Restate every line of the data word for word, except for the images.

Exercise materials below:

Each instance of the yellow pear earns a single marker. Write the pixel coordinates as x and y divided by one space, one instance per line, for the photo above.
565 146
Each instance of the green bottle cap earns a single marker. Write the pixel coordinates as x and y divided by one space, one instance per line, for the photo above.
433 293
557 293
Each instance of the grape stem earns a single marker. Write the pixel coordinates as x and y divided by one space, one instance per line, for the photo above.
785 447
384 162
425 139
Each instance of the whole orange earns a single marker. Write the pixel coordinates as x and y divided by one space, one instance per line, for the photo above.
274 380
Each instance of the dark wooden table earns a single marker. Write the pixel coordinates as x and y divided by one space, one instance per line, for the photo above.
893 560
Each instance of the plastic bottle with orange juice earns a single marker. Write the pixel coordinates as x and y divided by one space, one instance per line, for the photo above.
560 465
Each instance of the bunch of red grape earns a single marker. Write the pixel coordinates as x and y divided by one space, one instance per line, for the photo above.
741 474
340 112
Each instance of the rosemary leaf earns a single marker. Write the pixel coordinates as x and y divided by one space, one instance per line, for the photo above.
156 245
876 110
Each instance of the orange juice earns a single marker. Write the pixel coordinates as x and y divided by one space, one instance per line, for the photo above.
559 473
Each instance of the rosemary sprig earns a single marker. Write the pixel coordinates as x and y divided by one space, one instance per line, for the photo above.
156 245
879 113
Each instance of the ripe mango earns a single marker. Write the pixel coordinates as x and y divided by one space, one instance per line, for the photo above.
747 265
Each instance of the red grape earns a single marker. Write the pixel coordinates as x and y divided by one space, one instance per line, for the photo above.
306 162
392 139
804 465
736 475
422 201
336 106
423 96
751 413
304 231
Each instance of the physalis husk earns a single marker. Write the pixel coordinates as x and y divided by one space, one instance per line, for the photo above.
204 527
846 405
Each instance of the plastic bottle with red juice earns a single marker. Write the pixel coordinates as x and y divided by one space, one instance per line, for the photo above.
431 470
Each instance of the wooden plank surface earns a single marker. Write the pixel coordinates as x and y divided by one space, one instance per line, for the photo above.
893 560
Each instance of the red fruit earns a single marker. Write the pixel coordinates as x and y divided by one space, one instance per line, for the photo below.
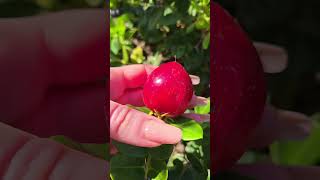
168 89
239 90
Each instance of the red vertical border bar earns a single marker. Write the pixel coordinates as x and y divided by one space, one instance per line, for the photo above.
212 80
107 78
107 69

End of Exercise materials.

** Written response **
Each instance of the yellow pear earns a single marker. Write the pixel coordinates as x and y divided by one space, one instance per line, for the photo above.
565 146
Each instance of the green bottle cap earns a single marker. Write the pixel coordinates as x and y divided by one space, one instance per line, for the photo above.
433 293
557 293
Each instance of the grape stem earns a single marker. Write the pixel coordinates as x and y divided by one space, one instance per line, for the photo above.
785 447
384 162
425 139
Each instance of the whole orange earns a single marker. Write the pixel coordinates as x and y divided by one space, one instance per line, for the photo above.
274 380
Each instance of the dark wooden table earns a single marker. Write the pixel coordinates as x and y divided by one space, one instance per line, for the photo above.
893 560
Each instance of the plastic bottle with orange juice earns a single marker. Write the pixel coordinates as x and y divided by one space, one instance per line, for the photo above.
560 465
Each instance of the bunch of red grape earns a single marker. Write the pixel coordinates as x and y divided by one space, one instance per line, for the photo above.
741 474
340 112
Each instance of the rosemary leaf earns a single marker. Write the pixel coordinates as x and y divided by one space, one instance per line, for the photo above.
156 245
876 110
Each instance of the orange juice earns a single marker. Write the pixel coordinates as x and y divided by one space, one instance per line, for the photo above.
559 473
Each instance of the rosemary sprig earns a single marker. Write the pixel coordinates as x and y divided by one space, one instance per line, for the photo above.
156 245
879 113
Each instance of the ripe mango earns a single marker. Write the pixel coordinates as x and y divided by one space, one instance per line, for the photo above.
747 265
Each instance of the red grape earns a single marker. Write the pixel coordinates as x and y divided by one space, one instance per line, for the photo above.
306 162
392 139
804 465
736 475
422 201
336 106
423 96
751 413
304 231
Each instance of the physalis husk earns a single marker. Write the pixel coordinates as x and y divided by one space, one instance per line, for the photo above.
204 527
846 405
Each instance of the plastic bottle with red juice earns a single marker. Write the pixel coordinates as x and y divided by one space, one instance per line, for the photo above.
431 470
Each instance of the wooden plank surface earns a single marker. Write the pixel coordinates as x and y divided by one space, one instance per line, for the photo above.
893 560
Each instance of the red fruit earns a single marker. Write the pixel coordinates as x and y divided by one space, one instance per line, for the photo below.
168 89
239 90
Each instance of the red vertical border bar earns a single marker. Write the pixel coordinates as x and y divided by one space, one instance per line, for the photo above.
212 80
107 78
107 69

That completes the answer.